- _WHAT THE EXERCISE ASKS_:
Arrange every line of the records below as a JSON list of strings, one string per line, with blank lines omitted.

______

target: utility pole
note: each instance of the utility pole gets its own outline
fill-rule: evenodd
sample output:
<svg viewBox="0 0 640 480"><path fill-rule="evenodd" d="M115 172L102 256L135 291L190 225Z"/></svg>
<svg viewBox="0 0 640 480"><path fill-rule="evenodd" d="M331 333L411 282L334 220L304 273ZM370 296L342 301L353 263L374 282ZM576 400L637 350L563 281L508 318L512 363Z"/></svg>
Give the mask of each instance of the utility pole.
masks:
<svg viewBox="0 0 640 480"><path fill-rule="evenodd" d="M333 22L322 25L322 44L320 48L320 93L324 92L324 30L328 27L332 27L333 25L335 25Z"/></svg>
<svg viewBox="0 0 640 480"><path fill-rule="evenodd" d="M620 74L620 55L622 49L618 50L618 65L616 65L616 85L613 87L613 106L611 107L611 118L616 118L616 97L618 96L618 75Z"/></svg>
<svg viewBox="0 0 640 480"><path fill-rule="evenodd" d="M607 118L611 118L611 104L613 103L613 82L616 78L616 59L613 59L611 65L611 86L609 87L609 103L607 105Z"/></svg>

______

- _OUTPUT OF THE EXERCISE_:
[
  "target: utility pole",
  "note: each instance of the utility pole gets its own outline",
  "fill-rule: evenodd",
  "sample output:",
  "<svg viewBox=\"0 0 640 480\"><path fill-rule=\"evenodd\" d=\"M115 172L102 256L135 291L190 225Z\"/></svg>",
  "<svg viewBox=\"0 0 640 480\"><path fill-rule=\"evenodd\" d=\"M331 333L411 282L334 220L304 273ZM370 296L342 301L353 263L374 282ZM576 400L637 350L563 281L508 318L512 363Z\"/></svg>",
  "Give the mask of each instance of the utility pole.",
  "masks:",
  "<svg viewBox=\"0 0 640 480\"><path fill-rule=\"evenodd\" d=\"M333 22L322 25L322 44L320 48L320 93L324 92L324 30L328 27L332 27L333 25L335 25Z\"/></svg>",
  "<svg viewBox=\"0 0 640 480\"><path fill-rule=\"evenodd\" d=\"M620 74L620 55L622 49L618 50L618 65L616 65L616 85L613 87L613 106L611 107L611 118L616 118L616 97L618 96L618 75Z\"/></svg>",
  "<svg viewBox=\"0 0 640 480\"><path fill-rule=\"evenodd\" d=\"M607 118L611 118L611 104L613 103L613 82L616 78L616 59L613 59L611 65L611 86L609 87L609 103L607 105Z\"/></svg>"
]